** BEGIN Material for the task **
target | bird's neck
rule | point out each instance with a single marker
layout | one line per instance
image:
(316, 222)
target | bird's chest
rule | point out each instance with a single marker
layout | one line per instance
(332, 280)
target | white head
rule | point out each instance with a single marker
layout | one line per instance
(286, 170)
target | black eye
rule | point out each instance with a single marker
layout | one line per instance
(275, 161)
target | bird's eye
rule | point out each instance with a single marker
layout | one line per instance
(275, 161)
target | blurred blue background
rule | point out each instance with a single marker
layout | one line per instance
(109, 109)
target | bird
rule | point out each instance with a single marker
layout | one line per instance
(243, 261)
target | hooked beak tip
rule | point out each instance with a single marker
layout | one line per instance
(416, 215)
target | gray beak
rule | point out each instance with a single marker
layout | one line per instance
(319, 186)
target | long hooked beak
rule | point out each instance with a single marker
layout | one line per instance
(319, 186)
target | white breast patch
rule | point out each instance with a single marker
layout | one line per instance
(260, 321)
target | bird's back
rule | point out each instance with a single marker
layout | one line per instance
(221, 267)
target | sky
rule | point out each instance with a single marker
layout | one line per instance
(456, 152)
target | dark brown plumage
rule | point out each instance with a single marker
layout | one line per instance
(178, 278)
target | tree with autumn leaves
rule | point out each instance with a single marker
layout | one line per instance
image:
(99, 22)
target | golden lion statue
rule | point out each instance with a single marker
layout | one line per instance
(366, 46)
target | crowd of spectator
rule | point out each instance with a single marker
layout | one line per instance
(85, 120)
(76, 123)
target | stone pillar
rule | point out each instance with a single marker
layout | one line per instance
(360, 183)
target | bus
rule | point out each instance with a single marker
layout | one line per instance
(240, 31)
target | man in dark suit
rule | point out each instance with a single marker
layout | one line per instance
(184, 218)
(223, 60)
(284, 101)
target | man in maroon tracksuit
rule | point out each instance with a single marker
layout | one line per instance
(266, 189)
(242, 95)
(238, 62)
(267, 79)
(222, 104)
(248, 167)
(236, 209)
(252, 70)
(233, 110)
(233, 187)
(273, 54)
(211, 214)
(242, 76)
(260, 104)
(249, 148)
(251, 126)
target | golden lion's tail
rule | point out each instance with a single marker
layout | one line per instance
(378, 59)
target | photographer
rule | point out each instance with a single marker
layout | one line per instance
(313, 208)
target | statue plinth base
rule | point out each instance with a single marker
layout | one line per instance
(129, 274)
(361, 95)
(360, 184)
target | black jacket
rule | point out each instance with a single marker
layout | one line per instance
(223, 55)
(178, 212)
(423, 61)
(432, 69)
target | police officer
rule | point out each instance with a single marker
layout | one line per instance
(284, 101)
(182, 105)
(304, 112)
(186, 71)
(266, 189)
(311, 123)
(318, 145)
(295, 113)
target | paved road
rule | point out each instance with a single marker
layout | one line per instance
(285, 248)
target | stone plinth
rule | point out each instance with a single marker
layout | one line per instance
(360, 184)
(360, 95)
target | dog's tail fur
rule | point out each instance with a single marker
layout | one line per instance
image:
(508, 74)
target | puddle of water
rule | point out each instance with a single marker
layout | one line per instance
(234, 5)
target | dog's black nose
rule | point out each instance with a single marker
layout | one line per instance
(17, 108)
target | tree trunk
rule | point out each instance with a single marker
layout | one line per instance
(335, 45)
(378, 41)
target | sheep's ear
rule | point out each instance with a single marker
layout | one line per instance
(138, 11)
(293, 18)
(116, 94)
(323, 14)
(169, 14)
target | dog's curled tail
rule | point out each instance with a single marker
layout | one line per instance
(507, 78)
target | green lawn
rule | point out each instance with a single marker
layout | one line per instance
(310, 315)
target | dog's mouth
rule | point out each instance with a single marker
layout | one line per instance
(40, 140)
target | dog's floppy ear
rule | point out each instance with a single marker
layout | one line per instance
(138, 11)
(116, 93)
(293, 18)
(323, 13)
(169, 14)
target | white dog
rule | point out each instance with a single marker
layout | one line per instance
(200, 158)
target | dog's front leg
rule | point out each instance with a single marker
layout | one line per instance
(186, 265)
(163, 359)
** END Material for the task **
All entries must be repeated verbatim.

• **Result of the exercise**
target | bird's neck
rule | point out each instance with a single marker
layout | one line per instance
image:
(316, 222)
target | bird's chest
rule | point out each instance with a single marker
layout | one line per instance
(332, 280)
target | white head
rule | point out each instance with a single marker
layout | one line per instance
(286, 170)
target | black eye
rule | point out each instance with a single marker
layout | one line per instance
(275, 161)
target | bird's eye
rule | point out each instance with a single marker
layout | one line per instance
(275, 161)
target | blurred blue background
rule | point out each instance with a single marker
layout | one line per instance
(109, 109)
target | bird
rule | point out each instance with a single marker
layout | one line per instance
(243, 261)
target | hooked beak tip
rule | point out each instance with a single marker
layout | one line per instance
(416, 215)
target | gray beak
rule | point out each instance with a single marker
layout | one line per instance
(319, 186)
target | long hooked beak
rule | point out each instance with a single marker
layout | one line per instance
(319, 186)
target | white breast patch
rule | point out each instance with a single marker
layout | one line per instance
(260, 321)
target | bird's back
rule | point out each instance with a single marker
layout | one line per instance
(221, 267)
target | sky
rule | point out each instance with a single marker
layout | one line per instance
(456, 152)
target | dark brown plumage
rule | point out each instance with a single marker
layout | one line per instance
(178, 278)
target | tree with autumn leaves
rule | point out each instance with a single marker
layout | one line per instance
image:
(99, 22)
target | golden lion statue
rule | point out each instance with a single marker
layout | one line per instance
(366, 46)
target | crowd of spectator
rule | point out each instance with a single marker
layout | one line per instance
(85, 120)
(76, 123)
target | stone pillar
rule | point out each instance with a single marker
layout | one line per instance
(360, 183)
target | bus
rule | point out each instance with a single marker
layout | one line per instance
(240, 31)
target | man in dark suit
rule | point out each instance with a single marker
layout | one line per instance
(184, 218)
(223, 60)
(284, 101)
target | man in maroon tracksuit
rule | point out each instance with a single marker
layout | one line per instance
(266, 189)
(242, 95)
(238, 62)
(267, 79)
(222, 104)
(248, 167)
(236, 209)
(252, 70)
(233, 110)
(233, 187)
(273, 54)
(211, 214)
(242, 76)
(260, 104)
(249, 148)
(251, 126)
target | golden lion's tail
rule | point out each instance with a single marker
layout | one line per instance
(378, 59)
target | photographer
rule | point out each instance with a single marker
layout | one line per instance
(313, 208)
target | statue plinth base
rule | point out each instance with a single marker
layout | one line per instance
(129, 274)
(361, 95)
(360, 184)
target | black jacket
rule | point out each instance with a single marker
layout | one line per instance
(223, 55)
(178, 212)
(423, 61)
(432, 69)
target | police officer
rule | point out each instance with a single marker
layout | one line per instance
(284, 101)
(182, 105)
(304, 112)
(186, 71)
(266, 189)
(311, 123)
(318, 145)
(295, 113)
target | paved road
rule | point out each instance with a single marker
layout | one line per instance
(285, 248)
target | stone plinth
rule | point out each instance with a single marker
layout | one line per instance
(360, 184)
(360, 95)
target | dog's tail fur
rule | point out each instance with a single marker
layout | one line per instance
image:
(508, 74)
target | puddle of water
rule | point out each instance with a single marker
layout | one line per instance
(234, 5)
target | dog's black nose
rule | point out each instance with a single marker
layout | one line per instance
(17, 108)
target | tree trunk
rule | point out each instance with a single marker
layout | one line per instance
(335, 45)
(378, 41)
target | sheep's ear
rule | point out each instance with a single marker
layout | one line per instance
(138, 11)
(293, 18)
(116, 94)
(323, 14)
(169, 14)
target | dog's curled tail
rule | point out each instance with a single marker
layout | one line per instance
(507, 78)
target | green lawn
rule | point out each instance with a single marker
layout | one line per instance
(310, 315)
target | dog's mouth
rule | point out each instance with a single marker
layout | one line per instance
(40, 140)
target | dog's floppy ear
rule | point out each instance with a single marker
layout | one line per instance
(138, 11)
(116, 93)
(293, 18)
(323, 13)
(169, 14)
target | white dog
rule | point out each instance with a single marker
layout | one line per instance
(200, 158)
target | dog's front leg
rule | point out each instance with a single marker
layout | one line per instance
(186, 265)
(163, 359)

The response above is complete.